**Problem statement**
Can you write what comes next in the article about the cloth simulation behind Pixar's Brave, starting right after its final sentence?

-- Passage start --

The making of Pixar's Brave

Pixar’s latest movie Brave takes cloth simulation to the next level. Barbara Robertson talks to the team behind the studio’s FizT technology.

Set in medieval Scotland, Pixar’s latest feature film is a testament to the ability of Pixar’s scientists and artists to create a tactile world.

Brave’s landscape is lush, lead character Merida’s long mop of curly hair is as wild as she is, and all the characters wear costumes with more layers and detail than in any previous film. Simulation is a star of the film, too.

Claudia Chung, who began her career at Pixar as an intern in 2001, was simulation supervisor on Brave. Chung attended the University of California in Berkeley and interned at Johns Hopkins Applied Physics Lab in Maryland, then started work as a rendering artist and technical director on Finding Nemo.

She added the role of simulation artist on Ratatouille and technical director on The Incredibles. For Up, she was the cloth lead.

Perfecting Merida’s dress: The cloth team created multiple dresses to help Merida break free.

“The challenge of this film was the sheer complexity and artistry,” says Chung. “Fergus had eight layers of cloth draped together in his kilt. And Merida... when we looked at the story reel three years ago, we counted the number of times she changed costumes. And then we said, ‘Oh, she just ripped her dress. And, oh, she ripped it again.’”

-- Passage end --
-- Data start --

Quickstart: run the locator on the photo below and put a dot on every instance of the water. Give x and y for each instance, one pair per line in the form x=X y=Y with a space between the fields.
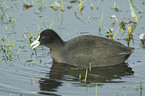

-- Data end --

**Exercise response**
For Merida’s debut, her mother laced the free-spirited girl into a corset and dressed her in an extremely tight dress. When Merida later decides to show off her archery skills, she rips the dress to give herself some elbow room.

The first film at Pixar with a character wearing a costume that required cloth simulation was the short animation ‘Geri’s Game’, which won an Oscar in 1998. To move Geri’s costume, Pixar’s senior scientist Michael Kass created a cloth solver. When senior scientists Andrew Witkin and David Baraff joined Pixar, the three members of Pixar’s Research Group built a new simulation engine, which they named FizT.

“We started over from scratch, using the knowledge all three of us had to do the simulation,” Baraff says.

The simulator and system they built handled the hair and cloth dynamics for the characters in the Oscar-nominated film Monsters, Inc, including Sully’s fur and Boo’s t-shirt. With some evolutionary updates and one exception, Pixar has used FizT for cloth and hair on every film since.

The exception is Brave, which uses a completely new hair engine, Taz, developed by Witkin to handle Merida’s long tangle of curly hair. However, FizT will be driving hair and cloth sims again for characters in the upcoming Monsters University.

Until the Pixar team developed FizT, cloth simulation systems typically used history to determine whether cloth regions interpenetrated.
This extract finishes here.